◆ **SET EXERCISE**
Can you locate every line below that contains the word "guitar" and copy each one out in full?

[Outline records]
......

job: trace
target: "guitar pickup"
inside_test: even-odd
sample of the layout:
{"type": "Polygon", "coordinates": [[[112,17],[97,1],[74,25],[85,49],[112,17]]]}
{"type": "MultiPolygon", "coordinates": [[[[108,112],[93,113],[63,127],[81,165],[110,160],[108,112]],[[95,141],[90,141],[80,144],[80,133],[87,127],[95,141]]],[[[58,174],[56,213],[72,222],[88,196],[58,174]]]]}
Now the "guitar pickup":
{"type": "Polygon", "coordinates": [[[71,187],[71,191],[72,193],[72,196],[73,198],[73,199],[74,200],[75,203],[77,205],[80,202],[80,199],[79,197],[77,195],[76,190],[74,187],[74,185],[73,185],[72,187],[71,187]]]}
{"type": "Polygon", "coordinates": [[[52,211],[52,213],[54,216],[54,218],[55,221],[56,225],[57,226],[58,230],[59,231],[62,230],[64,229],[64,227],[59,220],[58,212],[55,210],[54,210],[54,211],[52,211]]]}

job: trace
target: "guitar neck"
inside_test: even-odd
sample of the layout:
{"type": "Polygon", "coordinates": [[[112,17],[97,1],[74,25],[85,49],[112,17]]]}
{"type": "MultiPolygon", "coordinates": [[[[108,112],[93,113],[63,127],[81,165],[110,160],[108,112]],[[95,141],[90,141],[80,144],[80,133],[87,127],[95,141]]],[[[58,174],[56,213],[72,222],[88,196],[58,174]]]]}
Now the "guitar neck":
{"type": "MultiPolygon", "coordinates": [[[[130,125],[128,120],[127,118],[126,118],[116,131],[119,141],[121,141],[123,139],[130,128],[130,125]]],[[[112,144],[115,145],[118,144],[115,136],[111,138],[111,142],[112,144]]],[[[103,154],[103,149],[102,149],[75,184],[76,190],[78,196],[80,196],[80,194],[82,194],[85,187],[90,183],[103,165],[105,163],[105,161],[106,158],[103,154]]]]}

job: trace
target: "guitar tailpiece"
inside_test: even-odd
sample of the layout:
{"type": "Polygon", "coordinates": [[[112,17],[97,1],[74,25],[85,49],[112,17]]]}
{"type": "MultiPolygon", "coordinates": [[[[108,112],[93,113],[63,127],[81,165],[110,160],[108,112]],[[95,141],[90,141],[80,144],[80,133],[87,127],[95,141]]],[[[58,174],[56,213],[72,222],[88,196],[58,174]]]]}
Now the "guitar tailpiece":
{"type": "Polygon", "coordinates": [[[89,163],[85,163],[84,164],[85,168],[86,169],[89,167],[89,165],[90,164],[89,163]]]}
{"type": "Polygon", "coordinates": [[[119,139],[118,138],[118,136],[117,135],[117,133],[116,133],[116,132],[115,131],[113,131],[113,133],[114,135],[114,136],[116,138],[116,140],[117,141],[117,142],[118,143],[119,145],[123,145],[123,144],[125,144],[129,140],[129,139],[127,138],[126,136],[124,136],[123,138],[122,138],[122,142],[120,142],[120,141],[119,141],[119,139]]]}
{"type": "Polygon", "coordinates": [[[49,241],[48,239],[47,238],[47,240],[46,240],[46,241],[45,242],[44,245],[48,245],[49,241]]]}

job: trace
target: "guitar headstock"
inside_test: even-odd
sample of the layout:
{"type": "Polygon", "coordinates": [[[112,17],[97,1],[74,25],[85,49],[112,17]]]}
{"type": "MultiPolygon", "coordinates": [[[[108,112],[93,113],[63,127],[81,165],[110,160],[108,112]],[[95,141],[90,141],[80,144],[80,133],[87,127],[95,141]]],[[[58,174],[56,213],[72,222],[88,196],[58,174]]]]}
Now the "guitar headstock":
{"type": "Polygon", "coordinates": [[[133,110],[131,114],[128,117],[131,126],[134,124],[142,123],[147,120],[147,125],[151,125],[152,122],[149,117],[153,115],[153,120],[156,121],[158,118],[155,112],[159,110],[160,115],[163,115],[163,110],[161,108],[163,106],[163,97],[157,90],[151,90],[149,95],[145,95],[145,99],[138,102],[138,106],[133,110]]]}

......

◆ **TASK OUTPUT**
target: "guitar pickup"
Now the "guitar pickup":
target: "guitar neck"
Now the "guitar neck":
target: "guitar tailpiece"
Now the "guitar tailpiece":
target: "guitar headstock"
Now the "guitar headstock":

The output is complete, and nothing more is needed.